▶ _Try it_: All lines in the records below that hold "image" are to be shown.

Extracted records:
#####

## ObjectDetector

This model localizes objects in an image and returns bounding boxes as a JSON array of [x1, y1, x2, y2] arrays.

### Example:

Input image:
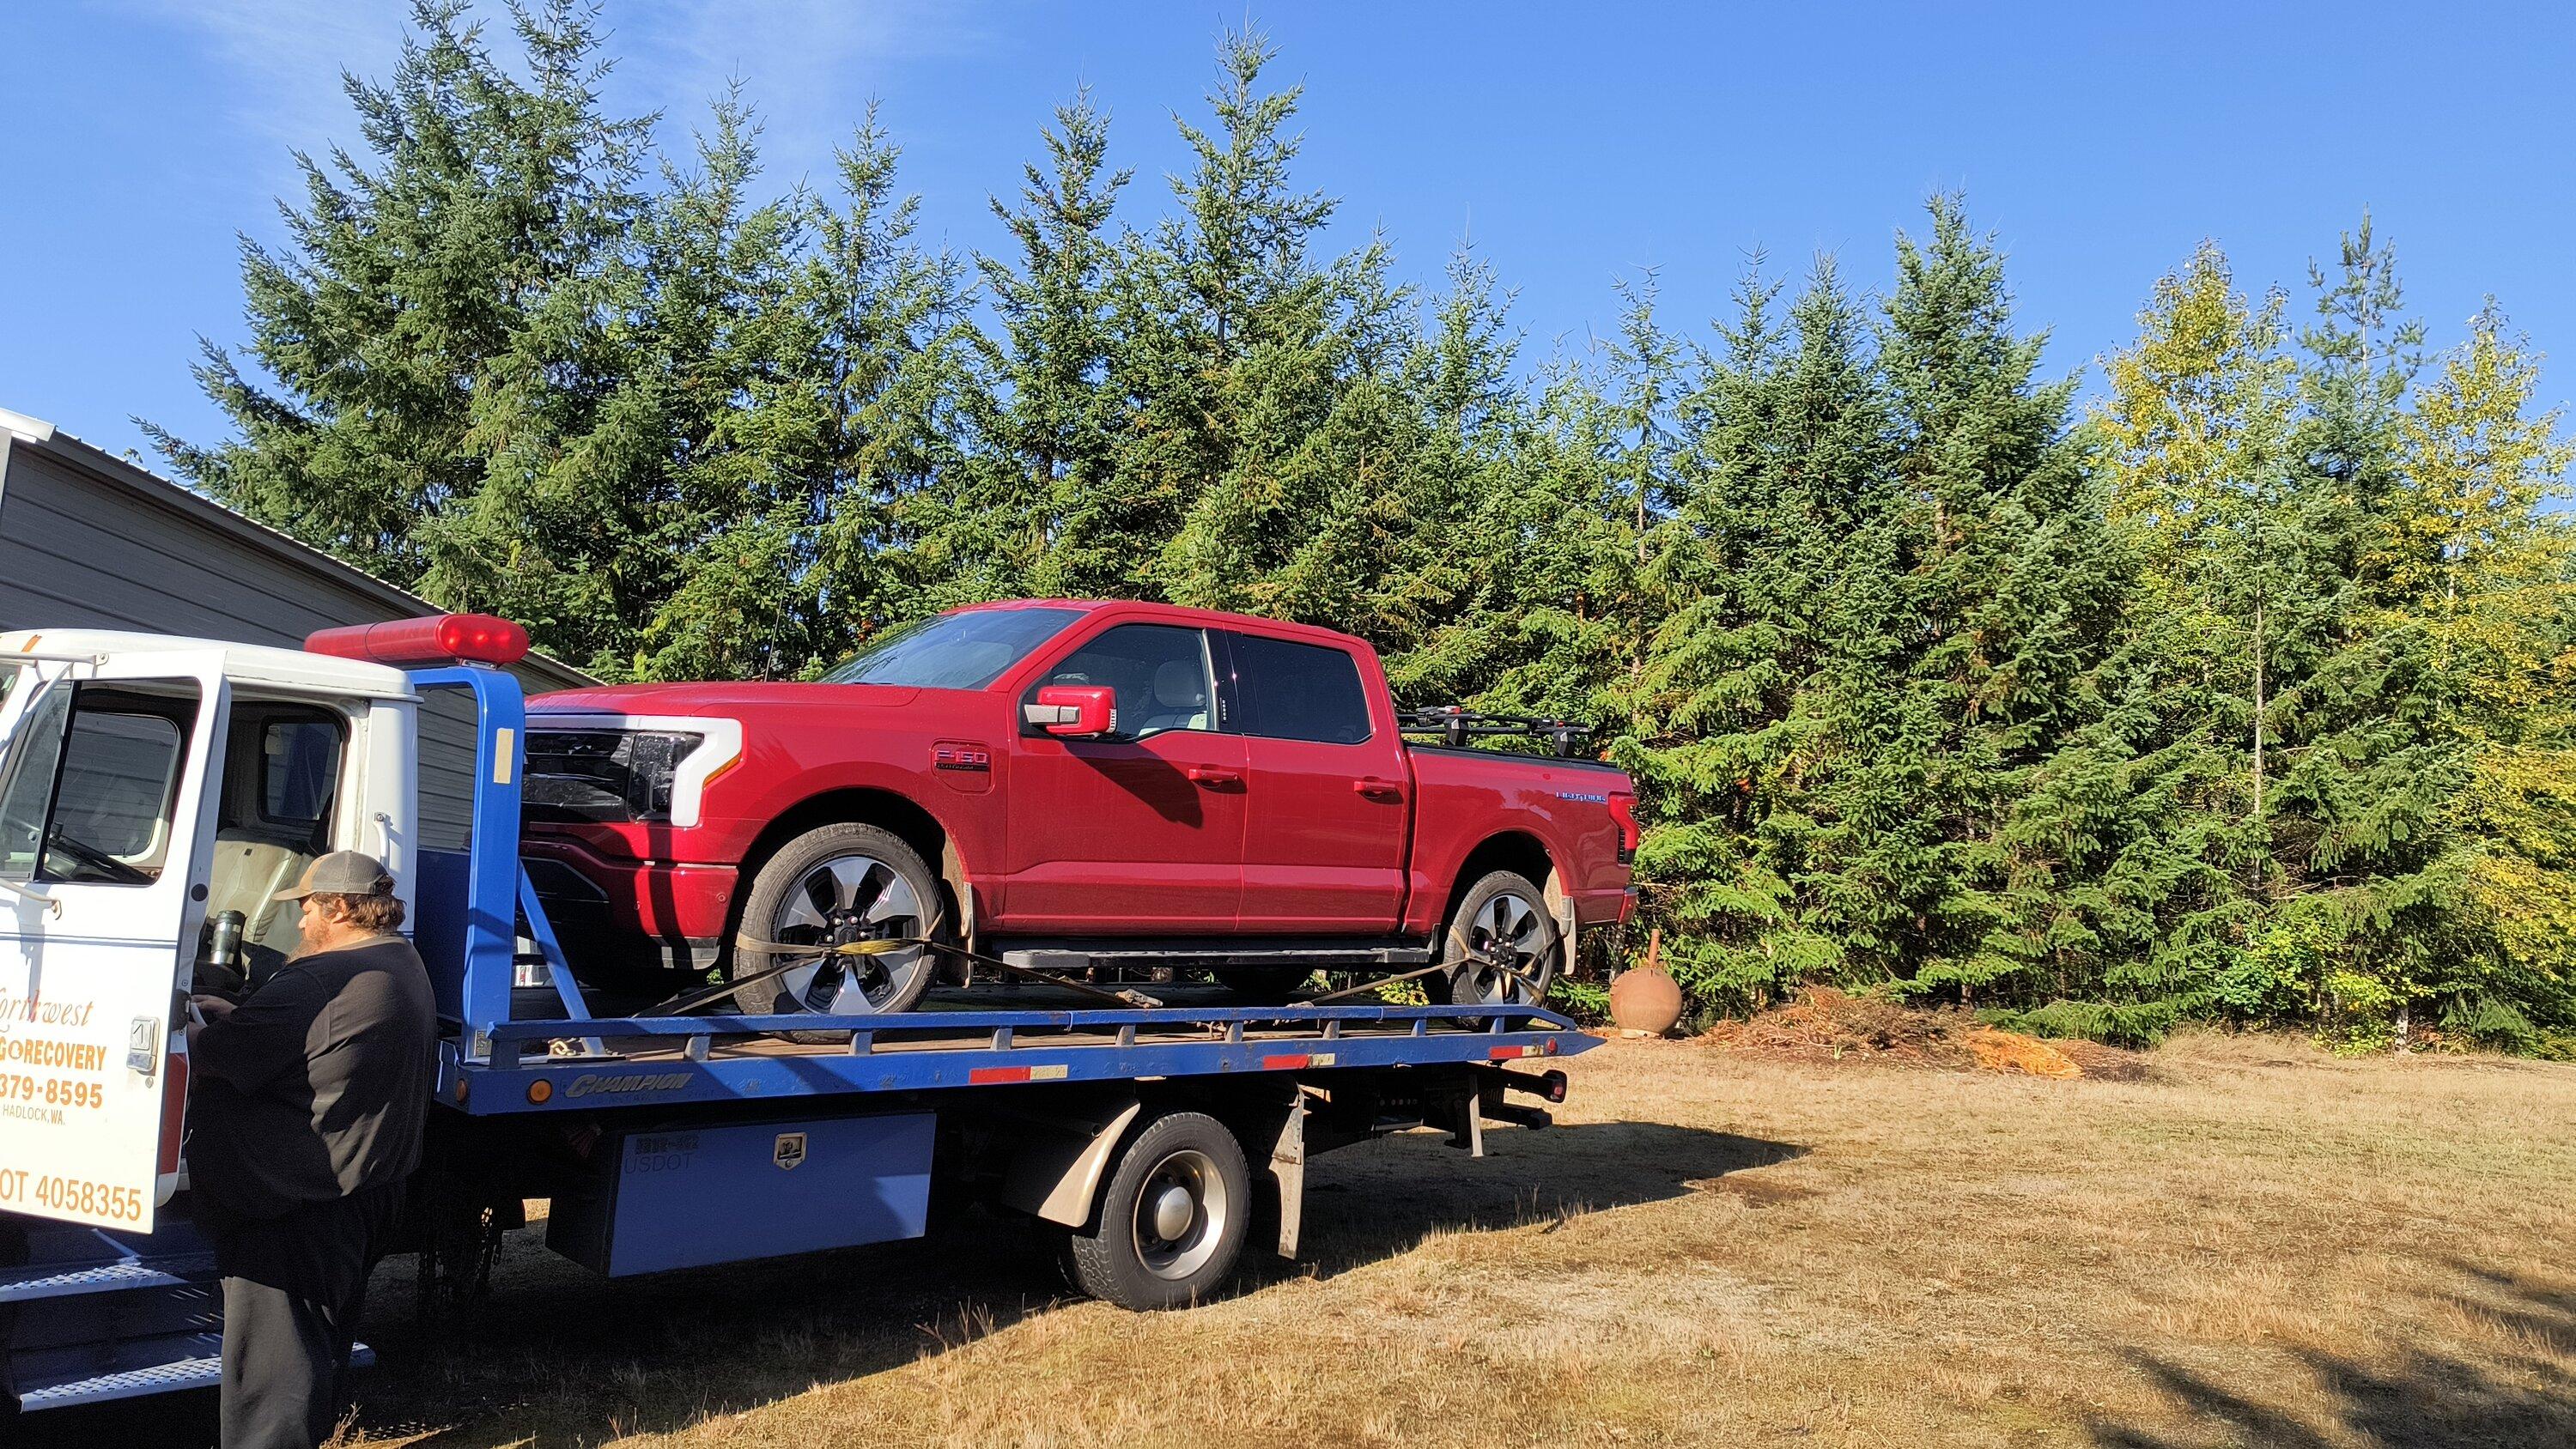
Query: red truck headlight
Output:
[[523, 718, 743, 828]]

#####

▶ _Written solution_:
This model localizes objects in an image and returns bounding boxes as a JSON array of [x1, y1, x2, y2] arrays.
Input image:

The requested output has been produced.